— start Material to process —
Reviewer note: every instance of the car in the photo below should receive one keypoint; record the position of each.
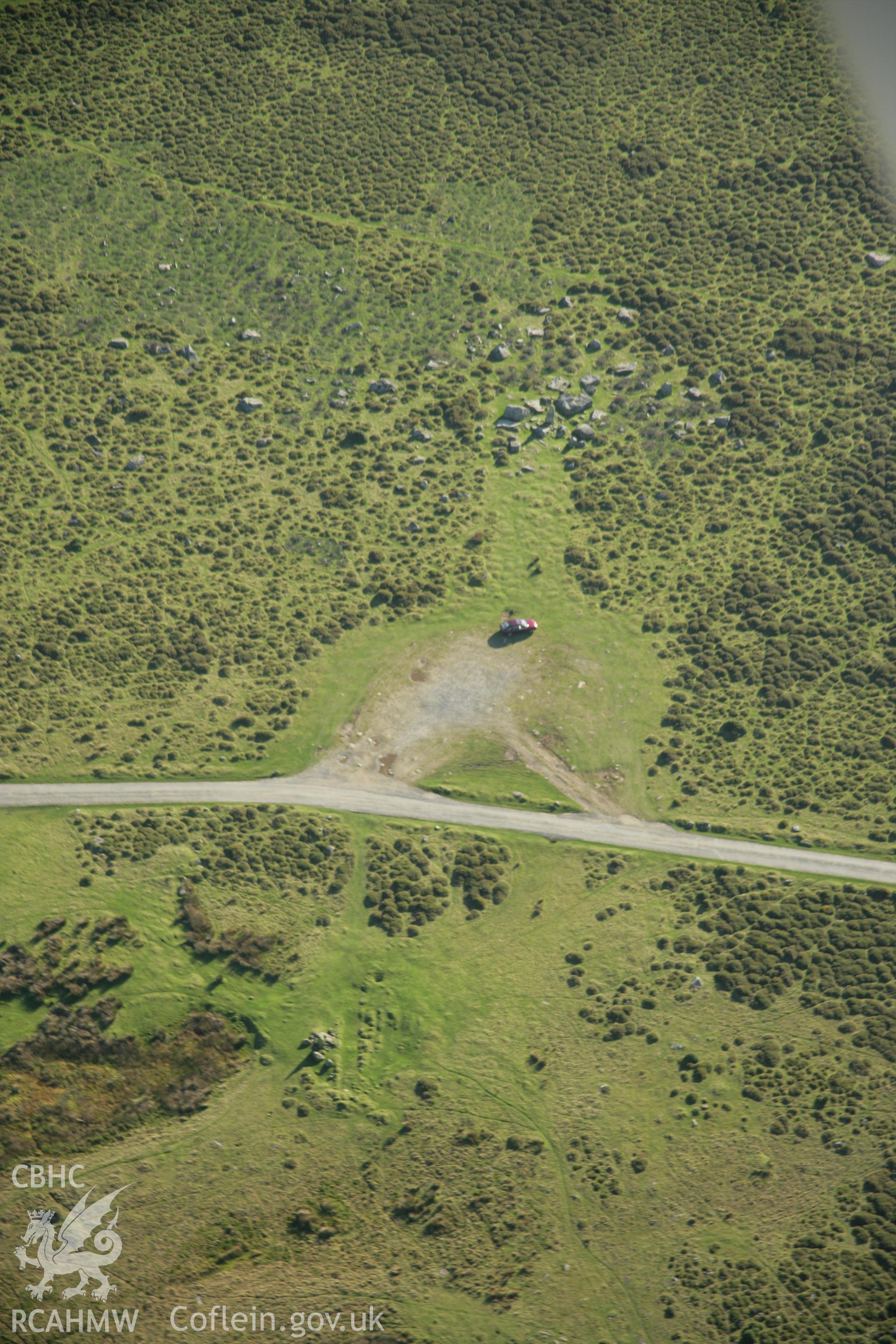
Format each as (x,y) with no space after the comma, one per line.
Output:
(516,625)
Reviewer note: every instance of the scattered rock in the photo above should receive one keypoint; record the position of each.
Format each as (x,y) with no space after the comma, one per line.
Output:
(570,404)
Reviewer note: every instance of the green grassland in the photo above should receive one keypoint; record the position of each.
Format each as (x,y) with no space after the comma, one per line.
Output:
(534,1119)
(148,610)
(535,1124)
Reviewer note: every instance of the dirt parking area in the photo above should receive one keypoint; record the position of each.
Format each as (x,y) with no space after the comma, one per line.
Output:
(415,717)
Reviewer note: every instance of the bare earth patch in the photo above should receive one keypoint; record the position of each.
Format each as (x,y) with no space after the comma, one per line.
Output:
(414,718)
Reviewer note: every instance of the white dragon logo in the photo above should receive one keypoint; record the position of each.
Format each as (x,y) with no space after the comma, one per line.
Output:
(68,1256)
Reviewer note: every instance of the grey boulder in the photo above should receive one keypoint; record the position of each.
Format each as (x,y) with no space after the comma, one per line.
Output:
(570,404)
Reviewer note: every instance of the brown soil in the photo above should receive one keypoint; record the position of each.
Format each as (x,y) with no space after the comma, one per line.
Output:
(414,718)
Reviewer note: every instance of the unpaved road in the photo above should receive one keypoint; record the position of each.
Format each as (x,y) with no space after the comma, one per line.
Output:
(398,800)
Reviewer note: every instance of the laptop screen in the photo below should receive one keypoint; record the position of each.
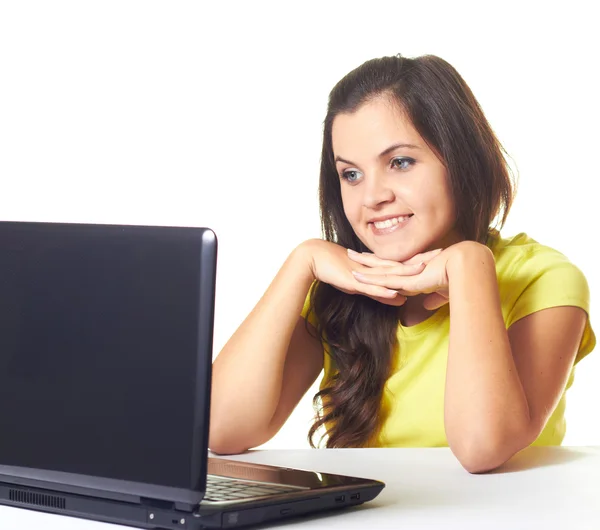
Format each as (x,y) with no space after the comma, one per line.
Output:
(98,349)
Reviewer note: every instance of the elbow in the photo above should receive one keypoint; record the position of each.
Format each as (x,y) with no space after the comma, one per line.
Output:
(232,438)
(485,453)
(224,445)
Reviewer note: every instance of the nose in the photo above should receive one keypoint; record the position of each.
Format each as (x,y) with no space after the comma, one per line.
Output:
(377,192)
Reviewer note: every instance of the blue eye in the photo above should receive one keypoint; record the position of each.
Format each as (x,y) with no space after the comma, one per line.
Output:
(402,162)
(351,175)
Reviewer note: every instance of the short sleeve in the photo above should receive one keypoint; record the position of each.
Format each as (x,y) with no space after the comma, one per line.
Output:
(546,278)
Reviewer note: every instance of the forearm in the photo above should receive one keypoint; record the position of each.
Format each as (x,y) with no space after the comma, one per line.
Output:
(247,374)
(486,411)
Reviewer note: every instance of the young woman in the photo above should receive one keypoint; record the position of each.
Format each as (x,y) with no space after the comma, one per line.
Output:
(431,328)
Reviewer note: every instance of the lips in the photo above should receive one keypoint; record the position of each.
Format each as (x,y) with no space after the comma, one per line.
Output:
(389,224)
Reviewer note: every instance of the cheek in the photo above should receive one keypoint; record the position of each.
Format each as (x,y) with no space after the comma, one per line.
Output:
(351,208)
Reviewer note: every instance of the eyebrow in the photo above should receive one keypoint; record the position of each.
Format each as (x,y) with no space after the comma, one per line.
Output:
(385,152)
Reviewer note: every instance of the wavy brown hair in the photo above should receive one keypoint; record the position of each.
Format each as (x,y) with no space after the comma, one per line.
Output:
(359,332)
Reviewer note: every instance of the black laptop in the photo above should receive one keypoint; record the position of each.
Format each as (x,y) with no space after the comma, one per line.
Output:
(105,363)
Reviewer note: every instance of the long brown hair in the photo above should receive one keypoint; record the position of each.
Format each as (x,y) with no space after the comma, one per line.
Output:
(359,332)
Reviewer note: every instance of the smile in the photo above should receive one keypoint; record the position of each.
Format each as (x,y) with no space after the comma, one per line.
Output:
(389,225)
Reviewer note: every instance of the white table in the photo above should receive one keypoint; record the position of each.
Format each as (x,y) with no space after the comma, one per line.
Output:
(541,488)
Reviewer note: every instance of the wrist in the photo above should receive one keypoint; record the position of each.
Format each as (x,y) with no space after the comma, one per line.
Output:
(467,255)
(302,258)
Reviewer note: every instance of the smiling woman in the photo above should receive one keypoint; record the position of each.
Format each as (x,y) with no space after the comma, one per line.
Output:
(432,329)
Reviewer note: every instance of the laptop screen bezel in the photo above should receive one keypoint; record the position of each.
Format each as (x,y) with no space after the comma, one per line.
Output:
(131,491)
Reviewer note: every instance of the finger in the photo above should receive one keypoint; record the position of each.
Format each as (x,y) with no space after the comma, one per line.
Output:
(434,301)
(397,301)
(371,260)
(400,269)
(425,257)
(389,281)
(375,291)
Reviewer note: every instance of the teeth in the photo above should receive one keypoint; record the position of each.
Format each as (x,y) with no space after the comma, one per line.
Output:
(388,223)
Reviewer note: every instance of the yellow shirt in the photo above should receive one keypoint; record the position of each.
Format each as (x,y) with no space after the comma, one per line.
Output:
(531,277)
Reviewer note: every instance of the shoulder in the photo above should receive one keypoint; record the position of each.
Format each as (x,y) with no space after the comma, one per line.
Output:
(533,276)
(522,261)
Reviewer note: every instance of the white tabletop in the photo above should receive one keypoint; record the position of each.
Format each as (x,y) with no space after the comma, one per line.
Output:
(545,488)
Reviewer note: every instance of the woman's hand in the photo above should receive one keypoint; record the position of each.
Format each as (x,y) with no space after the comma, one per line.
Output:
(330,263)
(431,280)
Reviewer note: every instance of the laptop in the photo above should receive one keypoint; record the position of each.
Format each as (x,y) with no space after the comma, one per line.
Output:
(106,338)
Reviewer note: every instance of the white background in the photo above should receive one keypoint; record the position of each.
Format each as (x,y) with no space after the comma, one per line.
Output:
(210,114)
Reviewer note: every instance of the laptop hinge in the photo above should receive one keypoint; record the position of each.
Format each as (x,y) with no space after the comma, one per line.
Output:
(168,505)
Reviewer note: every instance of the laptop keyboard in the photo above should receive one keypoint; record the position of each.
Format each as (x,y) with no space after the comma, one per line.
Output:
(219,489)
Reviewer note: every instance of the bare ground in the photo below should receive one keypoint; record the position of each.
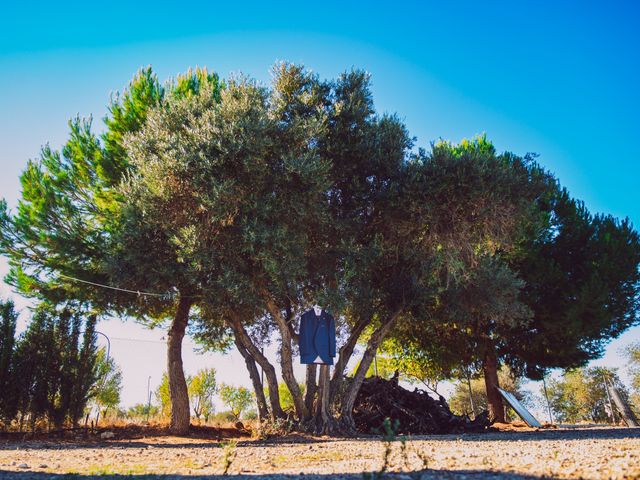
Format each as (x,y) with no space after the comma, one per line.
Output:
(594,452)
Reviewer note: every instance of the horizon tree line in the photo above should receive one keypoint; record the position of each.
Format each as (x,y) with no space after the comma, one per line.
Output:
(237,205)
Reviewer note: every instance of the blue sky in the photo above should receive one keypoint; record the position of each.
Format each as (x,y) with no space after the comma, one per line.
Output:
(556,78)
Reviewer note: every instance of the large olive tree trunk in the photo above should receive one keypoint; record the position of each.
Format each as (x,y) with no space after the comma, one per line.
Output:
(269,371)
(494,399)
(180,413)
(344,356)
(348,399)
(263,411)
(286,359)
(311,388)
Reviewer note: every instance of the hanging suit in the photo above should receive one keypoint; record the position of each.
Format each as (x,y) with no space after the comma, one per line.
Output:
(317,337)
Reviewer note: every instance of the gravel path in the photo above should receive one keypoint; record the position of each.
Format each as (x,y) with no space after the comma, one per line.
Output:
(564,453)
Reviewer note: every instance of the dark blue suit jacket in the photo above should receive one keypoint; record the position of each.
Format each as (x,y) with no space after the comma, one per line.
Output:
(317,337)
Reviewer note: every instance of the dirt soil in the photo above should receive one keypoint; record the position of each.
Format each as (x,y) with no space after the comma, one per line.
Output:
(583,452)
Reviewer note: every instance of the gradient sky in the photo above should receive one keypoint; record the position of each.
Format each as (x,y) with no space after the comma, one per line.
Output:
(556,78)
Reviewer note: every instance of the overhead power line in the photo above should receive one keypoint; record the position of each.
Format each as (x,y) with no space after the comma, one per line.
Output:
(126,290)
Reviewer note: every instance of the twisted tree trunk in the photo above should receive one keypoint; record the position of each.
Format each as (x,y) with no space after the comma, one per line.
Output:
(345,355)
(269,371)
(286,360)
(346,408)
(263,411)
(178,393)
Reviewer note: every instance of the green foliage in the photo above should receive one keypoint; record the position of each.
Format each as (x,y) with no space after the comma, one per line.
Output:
— end Material to process —
— start Material to process —
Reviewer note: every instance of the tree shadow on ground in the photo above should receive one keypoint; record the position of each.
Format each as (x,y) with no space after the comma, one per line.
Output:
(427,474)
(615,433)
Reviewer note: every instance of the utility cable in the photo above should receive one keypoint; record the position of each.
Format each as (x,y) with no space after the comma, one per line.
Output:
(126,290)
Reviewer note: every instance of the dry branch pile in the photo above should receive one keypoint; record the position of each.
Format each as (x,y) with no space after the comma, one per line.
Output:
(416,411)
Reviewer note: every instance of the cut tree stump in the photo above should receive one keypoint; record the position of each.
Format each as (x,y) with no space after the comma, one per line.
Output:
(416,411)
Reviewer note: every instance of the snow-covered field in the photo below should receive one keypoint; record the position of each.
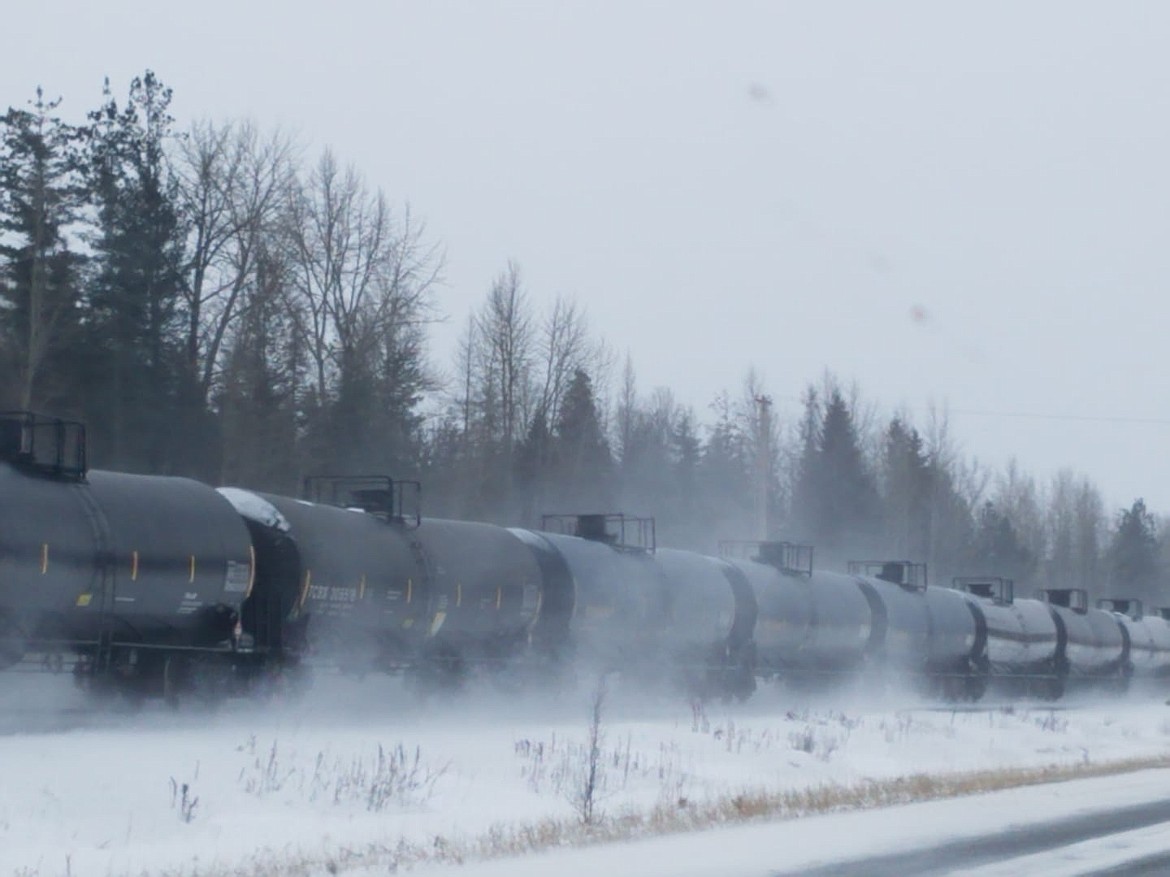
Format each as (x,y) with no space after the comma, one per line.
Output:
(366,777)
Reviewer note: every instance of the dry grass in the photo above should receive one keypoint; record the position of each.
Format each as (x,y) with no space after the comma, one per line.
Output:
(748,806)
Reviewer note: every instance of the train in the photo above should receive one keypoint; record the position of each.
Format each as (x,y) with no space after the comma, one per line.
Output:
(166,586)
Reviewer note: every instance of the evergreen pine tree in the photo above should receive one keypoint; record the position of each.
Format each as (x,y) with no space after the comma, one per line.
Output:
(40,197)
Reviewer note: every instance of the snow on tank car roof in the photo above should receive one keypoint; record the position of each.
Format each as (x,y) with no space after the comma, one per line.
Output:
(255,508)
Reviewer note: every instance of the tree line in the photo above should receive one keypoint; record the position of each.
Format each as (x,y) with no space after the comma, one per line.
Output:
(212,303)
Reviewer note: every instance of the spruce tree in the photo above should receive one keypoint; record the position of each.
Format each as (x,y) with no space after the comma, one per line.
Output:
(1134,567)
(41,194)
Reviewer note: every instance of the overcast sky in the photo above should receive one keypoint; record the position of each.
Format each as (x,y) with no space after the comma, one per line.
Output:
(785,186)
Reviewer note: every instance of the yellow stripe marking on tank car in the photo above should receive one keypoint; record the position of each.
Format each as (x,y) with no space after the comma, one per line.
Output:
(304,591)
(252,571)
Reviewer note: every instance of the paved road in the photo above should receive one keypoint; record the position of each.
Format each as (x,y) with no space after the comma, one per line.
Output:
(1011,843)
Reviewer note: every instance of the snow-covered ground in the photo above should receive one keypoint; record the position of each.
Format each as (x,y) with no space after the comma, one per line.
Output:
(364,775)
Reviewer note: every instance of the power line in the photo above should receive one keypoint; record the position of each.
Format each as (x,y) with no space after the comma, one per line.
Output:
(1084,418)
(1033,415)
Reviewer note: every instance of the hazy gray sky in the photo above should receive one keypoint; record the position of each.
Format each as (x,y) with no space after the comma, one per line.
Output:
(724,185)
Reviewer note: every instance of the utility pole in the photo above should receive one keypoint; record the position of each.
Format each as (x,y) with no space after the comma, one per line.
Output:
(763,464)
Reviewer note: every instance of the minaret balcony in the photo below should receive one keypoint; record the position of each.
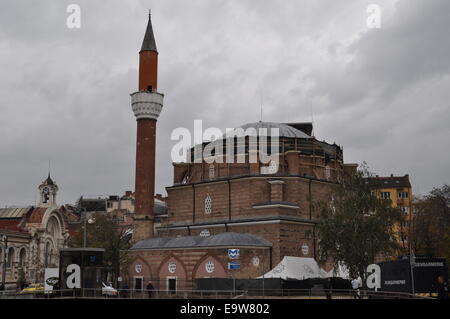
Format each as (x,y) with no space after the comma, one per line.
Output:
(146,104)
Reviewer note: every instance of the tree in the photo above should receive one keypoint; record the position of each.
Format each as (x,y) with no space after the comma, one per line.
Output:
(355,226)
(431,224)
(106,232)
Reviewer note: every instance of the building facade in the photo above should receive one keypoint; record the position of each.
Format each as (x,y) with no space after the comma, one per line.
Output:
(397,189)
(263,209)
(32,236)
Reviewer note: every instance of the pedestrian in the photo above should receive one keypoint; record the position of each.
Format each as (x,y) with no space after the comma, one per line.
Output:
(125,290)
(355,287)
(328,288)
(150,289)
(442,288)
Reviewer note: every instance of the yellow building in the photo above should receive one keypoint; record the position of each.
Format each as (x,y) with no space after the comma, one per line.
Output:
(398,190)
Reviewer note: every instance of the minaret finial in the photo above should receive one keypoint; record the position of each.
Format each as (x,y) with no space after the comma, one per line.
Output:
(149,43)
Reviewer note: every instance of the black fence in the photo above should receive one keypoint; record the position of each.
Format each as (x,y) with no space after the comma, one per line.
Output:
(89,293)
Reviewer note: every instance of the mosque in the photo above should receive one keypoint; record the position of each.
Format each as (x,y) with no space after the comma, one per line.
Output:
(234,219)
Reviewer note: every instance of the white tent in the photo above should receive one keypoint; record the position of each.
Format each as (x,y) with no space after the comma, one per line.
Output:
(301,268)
— end Material to process —
— start Material to process —
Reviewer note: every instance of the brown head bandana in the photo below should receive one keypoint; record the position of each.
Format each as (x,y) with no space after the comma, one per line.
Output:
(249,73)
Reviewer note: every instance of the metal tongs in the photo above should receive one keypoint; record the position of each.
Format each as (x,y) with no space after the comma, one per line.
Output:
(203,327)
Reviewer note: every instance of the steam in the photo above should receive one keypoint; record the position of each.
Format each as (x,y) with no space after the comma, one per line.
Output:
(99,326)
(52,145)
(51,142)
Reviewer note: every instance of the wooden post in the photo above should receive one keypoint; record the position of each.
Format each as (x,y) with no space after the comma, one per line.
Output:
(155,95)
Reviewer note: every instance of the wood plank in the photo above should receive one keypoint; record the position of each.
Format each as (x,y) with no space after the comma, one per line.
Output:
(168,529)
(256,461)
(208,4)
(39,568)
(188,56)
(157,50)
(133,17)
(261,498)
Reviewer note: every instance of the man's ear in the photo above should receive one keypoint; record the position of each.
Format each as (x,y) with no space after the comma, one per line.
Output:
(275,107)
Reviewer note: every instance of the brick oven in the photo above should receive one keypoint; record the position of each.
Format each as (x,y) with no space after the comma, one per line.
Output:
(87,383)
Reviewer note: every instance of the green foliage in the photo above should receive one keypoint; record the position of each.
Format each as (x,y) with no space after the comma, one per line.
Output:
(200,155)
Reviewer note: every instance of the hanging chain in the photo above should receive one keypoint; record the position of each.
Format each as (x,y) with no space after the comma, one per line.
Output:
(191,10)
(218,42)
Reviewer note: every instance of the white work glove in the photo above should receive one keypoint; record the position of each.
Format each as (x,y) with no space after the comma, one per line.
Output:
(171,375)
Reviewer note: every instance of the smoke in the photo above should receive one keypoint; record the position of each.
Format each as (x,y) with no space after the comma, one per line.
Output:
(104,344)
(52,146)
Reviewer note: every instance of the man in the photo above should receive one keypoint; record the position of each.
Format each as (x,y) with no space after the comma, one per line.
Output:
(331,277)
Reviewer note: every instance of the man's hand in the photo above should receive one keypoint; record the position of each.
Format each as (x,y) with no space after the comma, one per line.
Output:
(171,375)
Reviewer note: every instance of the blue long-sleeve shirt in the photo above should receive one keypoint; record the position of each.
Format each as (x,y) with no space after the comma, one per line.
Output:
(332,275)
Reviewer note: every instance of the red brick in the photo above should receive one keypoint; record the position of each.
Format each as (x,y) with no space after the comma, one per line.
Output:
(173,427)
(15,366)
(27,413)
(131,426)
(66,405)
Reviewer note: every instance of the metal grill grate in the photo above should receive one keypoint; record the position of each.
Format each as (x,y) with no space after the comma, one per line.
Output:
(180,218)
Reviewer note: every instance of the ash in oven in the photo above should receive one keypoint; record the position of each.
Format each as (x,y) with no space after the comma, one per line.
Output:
— end Material to process —
▶ [What the task requires]: Filter the rows above down to the lines that contain the word "black", and copy each of those lines unchanged.

▶ [Result below]:
Reviewer note: every instance of the black laptop in the photo above should receive one keypoint; record the position of each.
Reviewer note: every instance of the black fence in the photo above should receive one keypoint; record the position of each.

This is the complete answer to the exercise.